ND chemist studies compound he invented to treat stroke, cancer
SOUTH BEND — A molecule invented by a University of Notre Dame chemist has been shown to reduce brain damage from stroke and slow down cancer in recent experiments performed on mice.
University of Notre Dame chemist Shahriar Mobashery invented the compound, called SB-3CT, four years ago while he was a professor at Wayne State University and has continued to work on it over the past two years at ND.
Evidence for the compound’s effectiveness in mice — a clue but by no means a guarantee that it will work in people — has been boosted by two recent studies.
In July, a study based on research done in California showed that SB-3CT reduced brain damage in mice that had suffered strokes.
A month earlier, researchers in Germany reported that it had extended survival in mice with an aggressive form of lymphoma.
Mobashery said the studies show that SB-3CT deserves to be taken to the next level of drug development. That includes further animal tests to see exactly how the compound is metabolized and to gauge its toxicity.
“I’m personally committed to move this as far as I possibly can,’’ Mobashery said, noting that all of the research leading up to human trials can be done at ND.
Mobashery, who holds a patent on SB-3CT, said the molecule inhibits two naturally occurring enzymes, called gelatinases, that are culprits in a variety of diseases.
In ischemic strokes, the kind caused by clots that cut off blood flow to part of the brain, gelatinases are believed to promote the death of brain cells.
In cancer, Mobashery said they allow cancer cells to break away from tumors, freeing them to enter the bloodstream and spread throughout the body.
The only current treatment for ischemic stroke is a clot-busting drug (t-PA) that must be given within three hours of the onset of symptoms. Most people having strokes aren’t taken to the hospital quickly enough to receive it.
But the tests in California found that SB-3CT had a beneficial effect in mice brains up to six hours after the start of stroke. That implies that SB-3CT, if it works in people, might provide a larger window of opportunity for them to get to the hospital and receive treatment.
Tests at the Burnham Institute in LaJolla, Calif., showed that it reduced tissue loss in mice brains by 70 percent. The study appeared in the Journal of Neuroscience.

◆ **Supplied material**
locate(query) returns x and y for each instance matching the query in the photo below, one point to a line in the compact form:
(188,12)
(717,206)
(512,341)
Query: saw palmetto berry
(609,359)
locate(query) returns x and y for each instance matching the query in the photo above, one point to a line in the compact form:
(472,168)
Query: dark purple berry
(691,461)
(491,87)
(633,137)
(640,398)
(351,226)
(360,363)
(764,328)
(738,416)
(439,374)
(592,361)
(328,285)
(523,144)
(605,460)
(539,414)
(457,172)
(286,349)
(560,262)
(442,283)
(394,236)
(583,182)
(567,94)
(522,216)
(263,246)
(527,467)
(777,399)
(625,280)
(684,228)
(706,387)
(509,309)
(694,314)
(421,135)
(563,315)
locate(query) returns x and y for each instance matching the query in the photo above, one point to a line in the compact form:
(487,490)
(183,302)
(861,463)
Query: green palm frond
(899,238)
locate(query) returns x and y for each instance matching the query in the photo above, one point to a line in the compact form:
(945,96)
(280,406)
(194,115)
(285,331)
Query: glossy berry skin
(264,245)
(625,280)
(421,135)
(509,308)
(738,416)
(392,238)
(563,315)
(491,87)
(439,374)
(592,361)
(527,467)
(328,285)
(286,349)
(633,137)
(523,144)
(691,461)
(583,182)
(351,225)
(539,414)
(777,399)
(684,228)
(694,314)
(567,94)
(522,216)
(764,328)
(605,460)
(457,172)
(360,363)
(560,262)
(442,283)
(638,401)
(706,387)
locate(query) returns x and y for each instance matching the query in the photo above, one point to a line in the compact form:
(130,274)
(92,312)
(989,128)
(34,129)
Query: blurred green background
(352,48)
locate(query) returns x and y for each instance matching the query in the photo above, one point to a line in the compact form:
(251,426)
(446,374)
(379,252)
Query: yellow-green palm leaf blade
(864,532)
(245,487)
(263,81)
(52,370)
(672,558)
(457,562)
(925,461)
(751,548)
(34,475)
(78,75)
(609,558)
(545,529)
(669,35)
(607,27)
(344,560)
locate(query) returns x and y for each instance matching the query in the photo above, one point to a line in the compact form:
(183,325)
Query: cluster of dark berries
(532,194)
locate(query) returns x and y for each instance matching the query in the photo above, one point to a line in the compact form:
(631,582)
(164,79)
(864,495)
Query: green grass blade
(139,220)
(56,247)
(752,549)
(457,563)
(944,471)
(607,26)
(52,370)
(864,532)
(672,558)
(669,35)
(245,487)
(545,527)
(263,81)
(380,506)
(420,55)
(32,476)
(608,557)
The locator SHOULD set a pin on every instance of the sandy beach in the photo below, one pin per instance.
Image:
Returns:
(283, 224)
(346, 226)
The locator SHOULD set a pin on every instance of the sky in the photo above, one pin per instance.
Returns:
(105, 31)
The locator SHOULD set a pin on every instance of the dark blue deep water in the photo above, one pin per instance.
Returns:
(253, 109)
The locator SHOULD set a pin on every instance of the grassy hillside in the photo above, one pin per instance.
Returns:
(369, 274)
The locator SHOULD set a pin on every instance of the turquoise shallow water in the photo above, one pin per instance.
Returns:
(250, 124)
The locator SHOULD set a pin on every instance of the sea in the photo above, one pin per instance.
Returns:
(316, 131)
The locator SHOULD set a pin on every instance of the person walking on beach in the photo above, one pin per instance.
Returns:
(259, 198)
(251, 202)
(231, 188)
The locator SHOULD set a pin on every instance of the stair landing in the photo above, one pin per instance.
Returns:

◆ **About this exercise**
Using the SB-3CT article, answer these questions:
1. At which university was Mobashery a professor when he invented SB-3CT?
2. Up to how many hours after the start of a stroke did the California tests find a beneficial effect in mice brains?
3. By what percentage did SB-3CT reduce tissue loss in mice brains in the tests at the Burnham Institute?

◆ **Exercise answer**
1. Wayne State University
2. Six hours
3. 70 percent